[begin PROVIDED MATERIAL]
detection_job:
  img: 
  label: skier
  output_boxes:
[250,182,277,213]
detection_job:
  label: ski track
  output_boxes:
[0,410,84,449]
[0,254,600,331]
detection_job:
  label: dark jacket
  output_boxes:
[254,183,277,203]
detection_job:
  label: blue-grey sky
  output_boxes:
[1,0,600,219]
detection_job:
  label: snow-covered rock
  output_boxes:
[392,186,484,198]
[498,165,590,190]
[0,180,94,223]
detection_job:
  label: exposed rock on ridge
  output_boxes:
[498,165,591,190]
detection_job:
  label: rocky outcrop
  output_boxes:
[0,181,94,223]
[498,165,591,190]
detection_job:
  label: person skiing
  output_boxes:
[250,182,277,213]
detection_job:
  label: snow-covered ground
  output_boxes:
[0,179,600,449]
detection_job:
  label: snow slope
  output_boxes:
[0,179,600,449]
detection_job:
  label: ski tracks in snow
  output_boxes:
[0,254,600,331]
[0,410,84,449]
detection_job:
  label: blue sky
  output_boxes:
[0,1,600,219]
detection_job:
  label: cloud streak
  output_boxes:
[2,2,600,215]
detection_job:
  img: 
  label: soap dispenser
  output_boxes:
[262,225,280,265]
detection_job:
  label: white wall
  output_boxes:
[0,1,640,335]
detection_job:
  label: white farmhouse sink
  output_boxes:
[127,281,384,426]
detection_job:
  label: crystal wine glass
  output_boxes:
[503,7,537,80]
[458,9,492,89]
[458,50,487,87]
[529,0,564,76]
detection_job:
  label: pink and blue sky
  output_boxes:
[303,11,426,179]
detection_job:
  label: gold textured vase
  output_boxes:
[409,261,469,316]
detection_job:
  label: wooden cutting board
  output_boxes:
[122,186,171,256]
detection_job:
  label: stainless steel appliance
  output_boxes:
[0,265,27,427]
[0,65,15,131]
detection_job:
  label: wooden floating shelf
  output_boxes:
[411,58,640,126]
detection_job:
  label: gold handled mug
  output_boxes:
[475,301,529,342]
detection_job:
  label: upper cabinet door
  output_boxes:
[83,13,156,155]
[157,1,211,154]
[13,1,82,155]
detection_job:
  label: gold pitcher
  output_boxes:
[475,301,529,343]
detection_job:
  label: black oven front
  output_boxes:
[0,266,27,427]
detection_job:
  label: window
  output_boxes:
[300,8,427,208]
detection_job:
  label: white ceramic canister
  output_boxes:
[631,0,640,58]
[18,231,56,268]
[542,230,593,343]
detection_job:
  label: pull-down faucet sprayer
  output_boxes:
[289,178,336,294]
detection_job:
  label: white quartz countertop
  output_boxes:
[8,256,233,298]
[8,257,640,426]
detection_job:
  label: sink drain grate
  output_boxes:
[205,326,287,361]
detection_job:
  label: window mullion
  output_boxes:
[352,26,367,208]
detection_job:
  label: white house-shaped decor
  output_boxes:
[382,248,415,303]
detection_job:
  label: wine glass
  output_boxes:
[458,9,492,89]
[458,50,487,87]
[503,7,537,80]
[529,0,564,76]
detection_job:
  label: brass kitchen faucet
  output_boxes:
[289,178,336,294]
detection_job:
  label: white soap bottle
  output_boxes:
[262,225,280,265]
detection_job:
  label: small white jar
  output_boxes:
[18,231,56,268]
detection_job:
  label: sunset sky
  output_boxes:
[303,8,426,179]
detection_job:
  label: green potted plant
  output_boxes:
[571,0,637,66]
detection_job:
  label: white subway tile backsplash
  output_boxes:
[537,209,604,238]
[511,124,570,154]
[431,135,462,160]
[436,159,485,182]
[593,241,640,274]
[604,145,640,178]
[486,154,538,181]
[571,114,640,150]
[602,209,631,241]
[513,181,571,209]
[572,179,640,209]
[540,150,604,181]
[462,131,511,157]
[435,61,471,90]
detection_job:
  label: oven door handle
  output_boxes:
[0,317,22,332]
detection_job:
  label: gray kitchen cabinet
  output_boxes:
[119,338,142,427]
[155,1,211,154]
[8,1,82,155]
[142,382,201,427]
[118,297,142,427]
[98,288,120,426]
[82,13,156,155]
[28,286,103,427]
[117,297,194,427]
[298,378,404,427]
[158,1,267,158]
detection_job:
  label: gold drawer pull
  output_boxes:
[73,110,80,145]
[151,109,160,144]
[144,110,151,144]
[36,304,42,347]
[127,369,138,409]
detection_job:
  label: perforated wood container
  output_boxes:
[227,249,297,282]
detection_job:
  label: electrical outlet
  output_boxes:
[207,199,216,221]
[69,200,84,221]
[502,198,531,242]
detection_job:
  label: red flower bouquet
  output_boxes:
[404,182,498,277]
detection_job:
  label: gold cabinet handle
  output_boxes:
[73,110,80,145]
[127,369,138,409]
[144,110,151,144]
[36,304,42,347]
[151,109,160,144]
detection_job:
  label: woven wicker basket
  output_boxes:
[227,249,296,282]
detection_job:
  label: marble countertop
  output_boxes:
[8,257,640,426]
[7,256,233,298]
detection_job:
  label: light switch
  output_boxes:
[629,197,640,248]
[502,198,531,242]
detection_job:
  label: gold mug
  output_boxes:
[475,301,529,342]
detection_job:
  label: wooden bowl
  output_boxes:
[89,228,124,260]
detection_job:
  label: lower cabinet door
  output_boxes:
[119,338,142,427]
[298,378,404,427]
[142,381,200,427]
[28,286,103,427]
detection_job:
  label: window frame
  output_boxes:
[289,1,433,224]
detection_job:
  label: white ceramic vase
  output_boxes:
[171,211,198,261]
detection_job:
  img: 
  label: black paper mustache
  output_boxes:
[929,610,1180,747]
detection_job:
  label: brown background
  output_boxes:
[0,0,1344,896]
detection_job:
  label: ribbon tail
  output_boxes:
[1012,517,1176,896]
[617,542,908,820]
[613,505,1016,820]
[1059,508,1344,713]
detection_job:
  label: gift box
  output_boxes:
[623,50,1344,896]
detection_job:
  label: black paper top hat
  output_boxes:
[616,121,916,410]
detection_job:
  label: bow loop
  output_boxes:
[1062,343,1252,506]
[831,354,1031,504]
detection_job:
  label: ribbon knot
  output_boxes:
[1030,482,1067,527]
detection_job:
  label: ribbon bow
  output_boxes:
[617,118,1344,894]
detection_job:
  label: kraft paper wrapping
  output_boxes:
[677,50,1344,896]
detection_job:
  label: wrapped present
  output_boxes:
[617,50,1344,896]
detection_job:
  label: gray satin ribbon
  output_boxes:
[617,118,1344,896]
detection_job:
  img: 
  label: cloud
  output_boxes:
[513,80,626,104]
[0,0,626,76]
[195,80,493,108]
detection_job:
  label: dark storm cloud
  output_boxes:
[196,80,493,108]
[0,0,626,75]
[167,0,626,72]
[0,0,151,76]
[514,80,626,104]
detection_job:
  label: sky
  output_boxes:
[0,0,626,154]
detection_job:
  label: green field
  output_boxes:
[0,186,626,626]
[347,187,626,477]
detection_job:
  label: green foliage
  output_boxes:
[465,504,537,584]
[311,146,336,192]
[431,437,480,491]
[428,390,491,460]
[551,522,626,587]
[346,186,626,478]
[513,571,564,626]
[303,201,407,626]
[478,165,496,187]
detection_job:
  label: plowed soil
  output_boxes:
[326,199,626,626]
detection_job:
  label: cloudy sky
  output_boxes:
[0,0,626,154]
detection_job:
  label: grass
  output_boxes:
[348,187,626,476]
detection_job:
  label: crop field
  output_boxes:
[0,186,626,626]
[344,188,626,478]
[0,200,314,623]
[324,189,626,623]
[end PROVIDED MATERIAL]
Reproduce the items character for character, from the first line of the items up to and including the line that contains "[303,11,426,179]".

detection_job:
  img: 
  label: skier
  output_boxes:
[250,182,277,213]
detection_job:
  label: ski track
  output_boxes:
[0,410,84,449]
[0,254,600,331]
detection_job:
  label: dark jacket
  output_boxes:
[254,183,277,203]
detection_job:
  label: blue-grey sky
  output_boxes:
[1,0,600,219]
detection_job:
  label: snow-covered rock
  output_boxes:
[392,186,484,198]
[498,165,590,190]
[0,180,94,223]
detection_job:
  label: exposed rock on ridge
  output_boxes:
[498,165,591,190]
detection_job:
  label: rocky outcrop
  output_boxes:
[0,181,94,223]
[498,165,591,190]
detection_job:
  label: person skiing
  output_boxes:
[250,182,277,213]
detection_job:
  label: snow-covered ground
  output_boxes:
[0,179,600,449]
detection_job:
  label: snow slope
  output_boxes:
[0,179,600,449]
detection_job:
  label: ski tracks in snow
  output_boxes:
[0,254,600,331]
[0,410,84,449]
detection_job:
  label: blue sky
  output_boxes:
[0,1,600,219]
detection_job:
  label: cloud streak
  output_boxes:
[2,2,600,215]
detection_job:
  img: 
  label: soap dispenser
  output_boxes:
[262,225,280,265]
detection_job:
  label: white wall
  output_boxes:
[0,1,640,335]
detection_job:
  label: white farmhouse sink
  output_boxes:
[127,281,384,426]
detection_job:
  label: crystal wine glass
  output_boxes:
[503,7,537,80]
[458,9,492,89]
[458,50,487,87]
[529,0,564,76]
detection_job:
  label: pink and blue sky
  output_boxes:
[303,11,426,179]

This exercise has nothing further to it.